━━ TRECHO APRESENTADO ━━
Então, do lado deles, chega o momento em que o franqueado por qualquer razão não vendeu legal - e não consegue aguentar aqueles custos e a obrigatoriedade de comprar produtos daquele único fornecedor.
Já pelo lado do franqueado, ele sabia e soube ao longo dos anos que esse era o modelo, e ele enquanto pode ou quis permaneceu nele por todas as razões que se pode imaginar.
Em resumo, ao longo dos anos, os problemas são exatamente os mesmos: a percepção em relação aos problemas é que muda. A rede diz que o franqueado envelheceu, o franqueador diz que a rede ficou muito grande... É da vida, é o desgaste na relação. Não é falar que é bom ou ruim, mas ver a causa e efeito, saber antes onde está entrando.
E se a franquia não dá o retorno financeiro que o franqueado prometeu? Basta encerrar o negócio e pedir o dinheiro de volta, ou tentar resolver no Tribunal de Arbitragem?
━━━
━━ ITENS LISTADOS ━━
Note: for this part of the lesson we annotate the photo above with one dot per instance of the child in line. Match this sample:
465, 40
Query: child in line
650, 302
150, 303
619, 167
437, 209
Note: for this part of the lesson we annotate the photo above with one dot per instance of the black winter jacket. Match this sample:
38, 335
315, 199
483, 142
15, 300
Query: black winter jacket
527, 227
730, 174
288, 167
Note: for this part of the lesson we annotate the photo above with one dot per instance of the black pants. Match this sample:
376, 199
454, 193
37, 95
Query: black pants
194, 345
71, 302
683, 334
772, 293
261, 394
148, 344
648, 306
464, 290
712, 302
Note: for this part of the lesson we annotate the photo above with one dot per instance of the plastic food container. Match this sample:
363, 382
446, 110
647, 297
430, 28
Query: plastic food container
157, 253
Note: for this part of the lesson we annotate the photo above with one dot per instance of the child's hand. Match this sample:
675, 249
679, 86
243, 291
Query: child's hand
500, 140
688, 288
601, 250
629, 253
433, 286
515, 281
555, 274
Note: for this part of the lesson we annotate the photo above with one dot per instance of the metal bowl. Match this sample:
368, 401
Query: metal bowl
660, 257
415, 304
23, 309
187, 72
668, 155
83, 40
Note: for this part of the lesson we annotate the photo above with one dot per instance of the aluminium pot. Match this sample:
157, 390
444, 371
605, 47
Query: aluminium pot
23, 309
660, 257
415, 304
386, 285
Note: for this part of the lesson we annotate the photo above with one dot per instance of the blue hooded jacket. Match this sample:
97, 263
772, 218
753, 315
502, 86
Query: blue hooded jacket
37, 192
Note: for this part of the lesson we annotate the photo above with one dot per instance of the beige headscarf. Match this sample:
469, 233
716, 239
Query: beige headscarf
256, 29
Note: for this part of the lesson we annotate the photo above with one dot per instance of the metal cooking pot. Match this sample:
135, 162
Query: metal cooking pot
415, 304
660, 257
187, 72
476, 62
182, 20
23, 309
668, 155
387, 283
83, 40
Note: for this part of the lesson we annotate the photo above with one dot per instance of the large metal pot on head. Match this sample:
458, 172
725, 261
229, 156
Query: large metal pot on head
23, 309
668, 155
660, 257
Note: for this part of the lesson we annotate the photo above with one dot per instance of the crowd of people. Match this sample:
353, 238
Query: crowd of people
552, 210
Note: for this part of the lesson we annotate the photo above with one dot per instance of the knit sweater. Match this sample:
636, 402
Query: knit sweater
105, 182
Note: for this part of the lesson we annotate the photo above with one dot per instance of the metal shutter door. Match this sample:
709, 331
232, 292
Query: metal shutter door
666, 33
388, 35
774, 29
━━━
### LISTA DE TAREFAS
1) De acordo com o trecho sobre franquias, o que muda ao longo dos anos, já que os problemas continuam exatamente os mesmos?
2) Dê seguimento ao trecho sobre franquias, começando logo depois da última frase.

### RESPOSTAS
1) O que muda é a percepção em relação aos problemas.

2)
Primeiro: nenhum bom franqueador promete retorno financeiro. No mercado americano, se alguém oferecer um negócio pela lucratividade na operação, você deve imediatamente chamar a polícia. O bom promete que o franqueado vai trabalhar 24 horas por dia, sete dias por semana, 365 dias por ano. Não é “comprei agora, quero receber o retorno em 18 e 24 meses.” Que tempo de retorno, cara-pálida? A princípio, o retorno é: antes eu era empregado e infeliz. Agora vou trabalhar o dobro, mas serei feliz porque tenho um negócio próprio.
Mas o que é preciso avaliar então, já que o retorno seria uma consequência futura?
Essa questão do retorno não se discute na Justiça: só se alguma coisa foi prometida por escrito, na COF e não foi entregue. Ou outros mil problemas: seu mesmo, de gestão, de localização, de franqueador amador que não dá suporte... O que caracteriza a transparência desde o início é: mesmo que o negócio vá mal, o franqueador fica do seu lado, te orientando e ajudando a vender mais.
Existem casos de ex-franqueados que adquiriram o negócio de um vendedor, que em pouco tempo não deu certo. Comprar por intermediário pode ser uma das causas? O que mais prejudica o candidato a uma franquia?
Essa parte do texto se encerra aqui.